====== SUPPLIED RECORDS

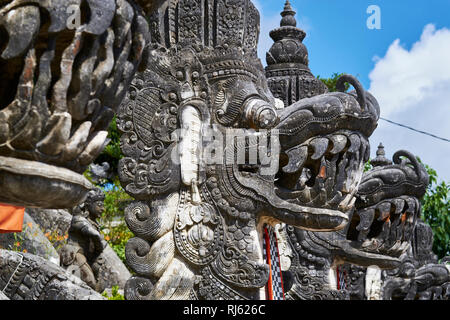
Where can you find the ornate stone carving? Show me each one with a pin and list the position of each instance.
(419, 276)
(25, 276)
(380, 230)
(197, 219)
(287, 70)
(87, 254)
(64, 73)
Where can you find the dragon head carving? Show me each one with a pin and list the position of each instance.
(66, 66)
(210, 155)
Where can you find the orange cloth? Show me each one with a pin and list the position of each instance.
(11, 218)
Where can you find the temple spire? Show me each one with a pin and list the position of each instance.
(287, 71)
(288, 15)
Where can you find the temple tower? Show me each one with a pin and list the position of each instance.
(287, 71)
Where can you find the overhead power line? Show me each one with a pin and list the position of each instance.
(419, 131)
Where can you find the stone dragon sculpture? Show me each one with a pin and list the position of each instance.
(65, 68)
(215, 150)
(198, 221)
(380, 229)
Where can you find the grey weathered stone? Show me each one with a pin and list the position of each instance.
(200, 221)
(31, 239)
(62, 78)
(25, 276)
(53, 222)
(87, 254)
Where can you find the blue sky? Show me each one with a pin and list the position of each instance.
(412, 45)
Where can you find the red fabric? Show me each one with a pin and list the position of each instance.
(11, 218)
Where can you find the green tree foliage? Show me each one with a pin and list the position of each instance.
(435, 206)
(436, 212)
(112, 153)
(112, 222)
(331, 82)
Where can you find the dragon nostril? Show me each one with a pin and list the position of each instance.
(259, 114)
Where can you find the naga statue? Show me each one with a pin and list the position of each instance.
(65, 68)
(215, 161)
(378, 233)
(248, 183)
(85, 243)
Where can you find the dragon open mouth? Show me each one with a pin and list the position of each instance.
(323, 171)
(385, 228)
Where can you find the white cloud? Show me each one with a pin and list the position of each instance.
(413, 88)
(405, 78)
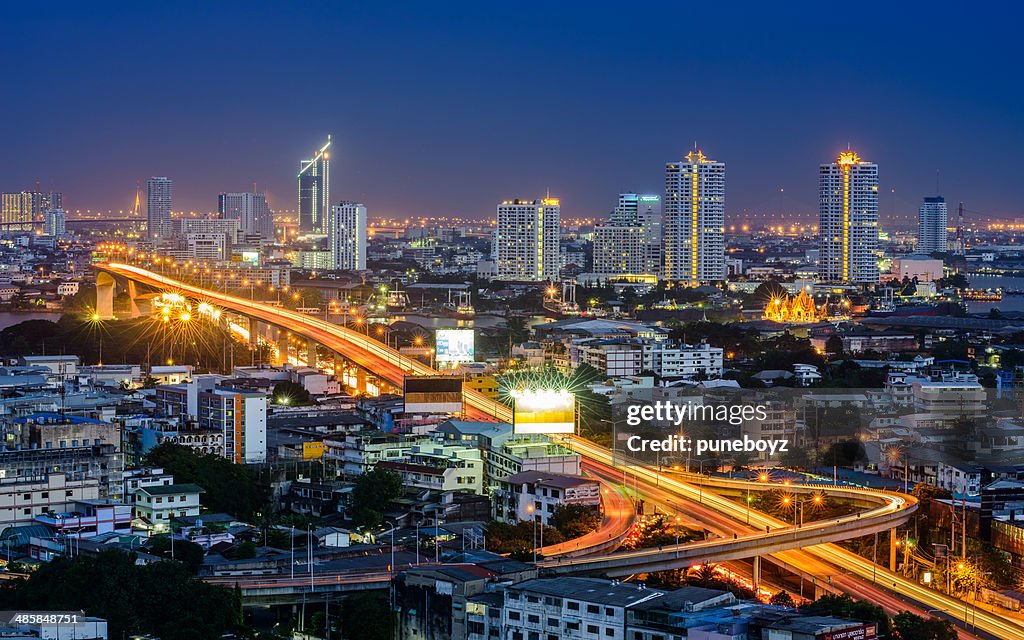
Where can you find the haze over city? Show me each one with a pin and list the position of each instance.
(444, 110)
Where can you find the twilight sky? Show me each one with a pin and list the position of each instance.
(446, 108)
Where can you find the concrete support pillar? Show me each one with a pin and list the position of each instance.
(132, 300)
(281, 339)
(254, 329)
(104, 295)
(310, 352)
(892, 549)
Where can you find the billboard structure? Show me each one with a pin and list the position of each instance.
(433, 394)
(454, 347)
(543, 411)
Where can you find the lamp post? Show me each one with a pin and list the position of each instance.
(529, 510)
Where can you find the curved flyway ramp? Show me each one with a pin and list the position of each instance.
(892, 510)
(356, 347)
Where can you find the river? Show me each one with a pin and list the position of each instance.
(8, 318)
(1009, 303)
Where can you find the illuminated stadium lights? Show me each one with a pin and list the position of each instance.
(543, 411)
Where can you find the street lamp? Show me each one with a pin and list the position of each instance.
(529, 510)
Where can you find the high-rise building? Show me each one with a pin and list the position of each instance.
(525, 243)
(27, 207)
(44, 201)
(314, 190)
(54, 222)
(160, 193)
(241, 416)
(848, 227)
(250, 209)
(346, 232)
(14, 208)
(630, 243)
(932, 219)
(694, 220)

============
====== SUPPLIED RECORDS

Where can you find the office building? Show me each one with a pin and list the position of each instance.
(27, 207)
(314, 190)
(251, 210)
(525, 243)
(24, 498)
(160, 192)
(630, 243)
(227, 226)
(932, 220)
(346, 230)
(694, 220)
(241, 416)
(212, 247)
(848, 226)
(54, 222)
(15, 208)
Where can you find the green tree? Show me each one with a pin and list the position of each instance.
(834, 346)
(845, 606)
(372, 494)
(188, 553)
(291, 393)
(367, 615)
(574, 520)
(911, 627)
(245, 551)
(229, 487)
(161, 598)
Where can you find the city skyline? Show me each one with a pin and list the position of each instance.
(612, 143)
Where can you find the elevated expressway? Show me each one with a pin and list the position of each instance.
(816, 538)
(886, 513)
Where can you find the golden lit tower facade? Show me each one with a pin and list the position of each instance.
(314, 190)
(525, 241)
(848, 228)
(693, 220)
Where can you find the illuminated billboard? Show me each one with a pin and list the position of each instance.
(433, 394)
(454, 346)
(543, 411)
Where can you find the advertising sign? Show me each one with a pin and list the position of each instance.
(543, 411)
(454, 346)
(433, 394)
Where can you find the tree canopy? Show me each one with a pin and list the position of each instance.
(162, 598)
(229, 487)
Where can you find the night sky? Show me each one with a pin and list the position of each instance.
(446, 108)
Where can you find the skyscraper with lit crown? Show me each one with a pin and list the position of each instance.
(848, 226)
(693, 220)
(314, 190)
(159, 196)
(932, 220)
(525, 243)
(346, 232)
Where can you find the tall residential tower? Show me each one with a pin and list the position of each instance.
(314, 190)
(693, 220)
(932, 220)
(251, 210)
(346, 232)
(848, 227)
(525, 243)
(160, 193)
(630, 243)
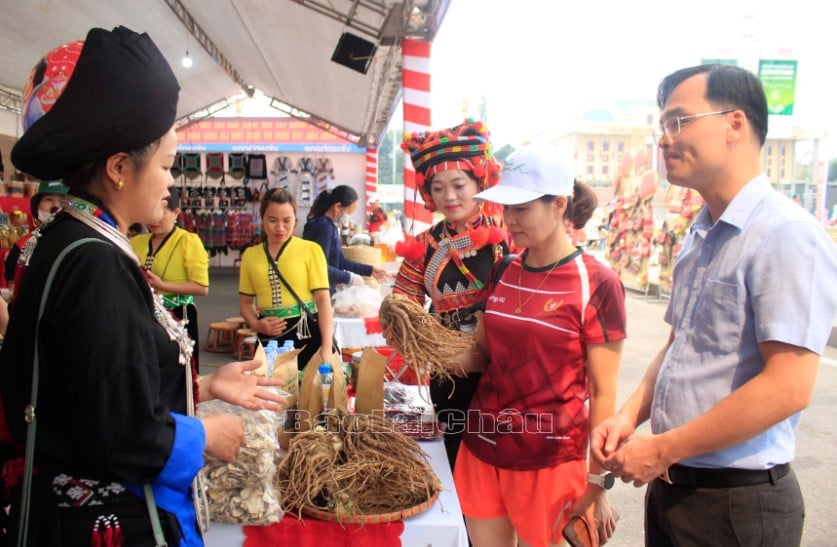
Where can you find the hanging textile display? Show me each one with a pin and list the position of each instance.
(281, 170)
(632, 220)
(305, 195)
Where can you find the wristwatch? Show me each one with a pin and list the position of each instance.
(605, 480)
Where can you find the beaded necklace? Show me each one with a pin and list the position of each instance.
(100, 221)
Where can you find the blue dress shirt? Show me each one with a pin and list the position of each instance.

============

## WHAT YOU WILL DO
In the records above, find the line with "Where can you find the hanging"; write out exactly that line and each one after it, stopping after the line with "Where can you find the blue dress".

## RESULT OF THE EXERCISE
Where can you find the hanging textile display? Show me each one with a pin and list the position of each instance.
(281, 170)
(632, 220)
(305, 195)
Where can you find the wristwatch? Show me each one with a pin and list the position of each instance.
(605, 480)
Where can you find the beaded necklace? Show me each one with a pin and list the position of each instance.
(100, 221)
Where can you find the blue dress shirt? Show me each one with a pin and list the position of each instance.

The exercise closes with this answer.